------ 本文抜粋

企業分析

企業分析-Zホールディングス株式会社(4689)

企業分析-Zホールディングス株式会社(4689) サムネイル

今回は国内最大手のインターネットサービス企業であるZホールディングス株式会社(4689)の簡単な企業分析をしていきたいと思います。

Zホールディングス株式会社(4689)の事業全体像

企業分析-Zホールディングス株式会社(4689) 画像1

Zホールディングス社は傘下に多くの企業がありその持株会社です。傘下企業にはインターネットポータルで国内首位のYahoo!Japanを運営するヤフーや、SNSメッセージアプリを始め、インターネットサービスを手掛けるLINEやファッションECサイト最大手のZOZOやアスクル、そしてモバイル決済サービスのPayPayがあります。時価総額も上場企業のなかでも上位に入ります。

持株会社の前は、元々ソフトバンクの孫さんがアメリカのヤフーとソフトバンクの合併会社としてヤフー株式会社を立ち上げています。

傘下企業が多いですが、大きく分けると3つの事業に分かれています。「コマース事業」「メディア事業」「戦略事業」です。

企業分析-Zホールディングス株式会社(4689) 画像2

細かく見ていくと「コマース事業」であ、ZOZOやYahoo!オークション、LOHACO、などのインターネット通販の中心の事業となっています。「メディア事業」では検索連動型広告や各Gyaoのようなメディアを運営しています。「戦略事業」では主にLINEやモバイル決済含めた決済周りのサービスがここになります。

企業分析-Zホールディングス株式会社(4689) 画像3

特に認知度・実績として強いのはYahoo!Japanと認知度と月間の利用者、そしてインフラになているコミュニケーションアプリのLINE、モバイル決済の中でも登録者数や利用者数が圧倒的なPayPayなどでしょう。

企業分析-Zホールディングス株式会社(4689) 画像4

今後もその部分を軸に、データ活用やAI分野に力を入れていくのではないでしょうか?LINEやZOZOなどと一緒になったのも、日本国内ではなく海外のGAFAに立ち打つためと考えられます。ある意味これだけのサービスが同じグループにあるので、日本には敵はいないと考えてもいいでしょう。

業績について

今回はZホールディングス社の2020年度通期及びおよび第4四半期決算から見ていきます。

------------
------ データ内容

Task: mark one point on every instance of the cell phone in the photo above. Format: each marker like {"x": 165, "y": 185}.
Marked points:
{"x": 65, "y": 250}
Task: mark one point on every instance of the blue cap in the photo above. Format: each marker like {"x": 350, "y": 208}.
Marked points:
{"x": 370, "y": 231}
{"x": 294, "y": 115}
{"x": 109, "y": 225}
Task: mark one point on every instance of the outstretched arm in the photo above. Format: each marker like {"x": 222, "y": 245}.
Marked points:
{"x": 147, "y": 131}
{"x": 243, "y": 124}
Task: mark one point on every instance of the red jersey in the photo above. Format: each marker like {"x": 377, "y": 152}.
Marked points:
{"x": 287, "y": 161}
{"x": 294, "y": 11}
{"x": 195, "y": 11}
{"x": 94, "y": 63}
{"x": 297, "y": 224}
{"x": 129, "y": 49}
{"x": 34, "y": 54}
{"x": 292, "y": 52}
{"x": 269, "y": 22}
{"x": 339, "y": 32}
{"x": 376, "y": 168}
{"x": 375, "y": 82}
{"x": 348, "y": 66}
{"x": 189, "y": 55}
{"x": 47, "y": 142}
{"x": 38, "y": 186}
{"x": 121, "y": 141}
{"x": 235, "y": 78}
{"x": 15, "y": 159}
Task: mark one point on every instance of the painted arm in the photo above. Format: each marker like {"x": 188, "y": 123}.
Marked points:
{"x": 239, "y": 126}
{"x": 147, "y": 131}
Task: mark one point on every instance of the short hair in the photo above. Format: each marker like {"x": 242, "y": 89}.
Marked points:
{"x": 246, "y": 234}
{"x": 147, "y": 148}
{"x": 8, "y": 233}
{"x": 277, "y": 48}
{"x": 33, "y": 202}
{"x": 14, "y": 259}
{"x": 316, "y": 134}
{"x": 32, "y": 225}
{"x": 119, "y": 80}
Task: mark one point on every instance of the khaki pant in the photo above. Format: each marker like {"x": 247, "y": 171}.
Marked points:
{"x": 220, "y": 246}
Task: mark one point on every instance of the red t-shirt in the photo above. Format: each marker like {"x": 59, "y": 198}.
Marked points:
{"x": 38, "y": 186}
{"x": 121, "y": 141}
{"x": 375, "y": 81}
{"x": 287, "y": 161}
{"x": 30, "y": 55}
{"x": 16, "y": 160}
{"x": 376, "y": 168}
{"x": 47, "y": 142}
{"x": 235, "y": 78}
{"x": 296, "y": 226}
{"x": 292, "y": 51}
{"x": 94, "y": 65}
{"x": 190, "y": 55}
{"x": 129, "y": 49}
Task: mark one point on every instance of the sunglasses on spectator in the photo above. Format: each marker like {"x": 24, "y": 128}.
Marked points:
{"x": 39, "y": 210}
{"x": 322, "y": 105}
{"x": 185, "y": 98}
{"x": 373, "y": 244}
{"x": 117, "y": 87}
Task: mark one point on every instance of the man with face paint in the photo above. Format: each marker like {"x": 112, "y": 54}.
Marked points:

------------

設問:
Zホールディングスの企業分析の文章を読み、次の問いに答えなさい。
1. 傘下企業の事業は、大きく分けるとどの3つに分かれているか。
2. 持株会社になる前のヤフー株式会社は、どこの合併会社として立ち上げられたか。
3. 業績については、どの決算から見ていくとされているか。

解答:
1. コマース事業、メディア事業、戦略事業
2. アメリカのヤフーとソフトバンク
3. 2020年度通期および第4四半期決算